TASK:
So long as no pictures are carried over, output the records below exactly.

Records excerpted from a collection:
——————
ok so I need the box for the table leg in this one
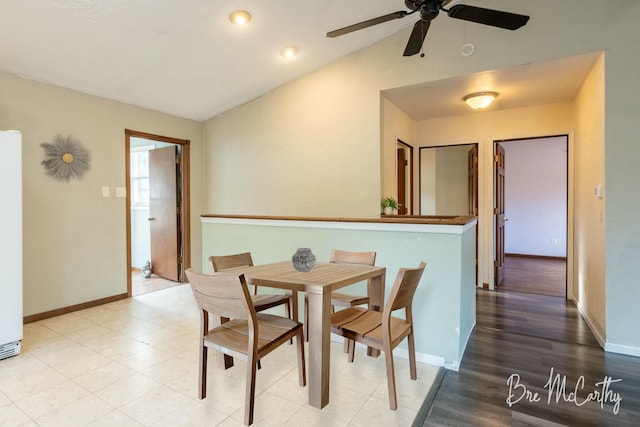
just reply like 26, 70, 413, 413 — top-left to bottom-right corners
366, 272, 385, 357
307, 290, 331, 409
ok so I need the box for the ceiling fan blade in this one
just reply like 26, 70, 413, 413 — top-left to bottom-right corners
403, 20, 431, 57
327, 10, 408, 37
447, 4, 529, 30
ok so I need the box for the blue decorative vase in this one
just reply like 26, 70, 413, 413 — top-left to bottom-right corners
292, 248, 316, 272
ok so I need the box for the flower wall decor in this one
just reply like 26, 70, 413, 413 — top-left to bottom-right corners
41, 135, 91, 181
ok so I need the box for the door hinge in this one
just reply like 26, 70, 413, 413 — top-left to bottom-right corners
176, 155, 181, 164
177, 256, 183, 264
494, 207, 499, 214
494, 260, 498, 268
177, 207, 182, 215
494, 154, 499, 162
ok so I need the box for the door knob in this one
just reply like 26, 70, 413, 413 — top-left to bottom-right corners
148, 217, 156, 221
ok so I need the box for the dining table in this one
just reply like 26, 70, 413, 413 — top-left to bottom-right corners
216, 260, 386, 409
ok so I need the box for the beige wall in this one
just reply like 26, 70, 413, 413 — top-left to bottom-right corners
381, 98, 416, 207
574, 55, 606, 342
205, 58, 385, 218
0, 71, 204, 316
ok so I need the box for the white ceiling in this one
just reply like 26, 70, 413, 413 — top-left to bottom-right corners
383, 52, 601, 120
0, 1, 599, 123
0, 0, 418, 122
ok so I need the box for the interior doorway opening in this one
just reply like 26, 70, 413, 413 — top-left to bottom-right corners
493, 135, 568, 298
125, 129, 191, 297
396, 140, 413, 215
——————
RESPONSE TO THIS TASK:
ok so I need the box for the table leg in this one
just reply like 26, 70, 413, 413 — top-left to bottom-right corners
366, 272, 385, 357
307, 290, 331, 409
ok so I need the box for the ceiling fan blade in this one
just reply like 26, 70, 413, 413 — top-left to bottom-right corners
403, 20, 431, 57
327, 10, 408, 37
447, 4, 529, 30
ok so I need the box for the blue decorative vase in this one
just reply like 26, 70, 413, 413 — top-left to bottom-right corners
292, 248, 316, 272
ok so I need the box for the flower wall decor in this one
just reply like 26, 70, 413, 413 — top-left to bottom-right corners
41, 135, 91, 181
ok so I need the box for the door hinge in this one
just reply like 26, 70, 413, 413 — top-left to bottom-right corners
176, 155, 181, 164
177, 256, 183, 264
494, 207, 499, 214
494, 260, 498, 268
177, 207, 182, 215
494, 154, 499, 162
ok so I need the box for the door knob in this one
just reply like 26, 70, 413, 413 — top-left to bottom-right corners
148, 217, 156, 221
ok so I need the box for the dining table in this one
just reply like 26, 70, 413, 413 — top-left to bottom-right corners
216, 260, 386, 409
ok so I need the box for the beige wall in this one
just reply like 26, 70, 413, 413 — top-left to bottom-right corners
381, 98, 416, 207
574, 55, 606, 342
205, 58, 385, 218
0, 71, 204, 316
ok so I need the box for the white ceiling in this one
just reply like 26, 70, 413, 413 — top-left to bottom-right corners
383, 52, 601, 120
0, 1, 599, 123
0, 0, 418, 122
ok so I need the box for the interior doorway opening in this one
just reply like 26, 70, 413, 413 — top-left to bottom-right corners
493, 135, 568, 298
125, 129, 191, 297
396, 140, 413, 215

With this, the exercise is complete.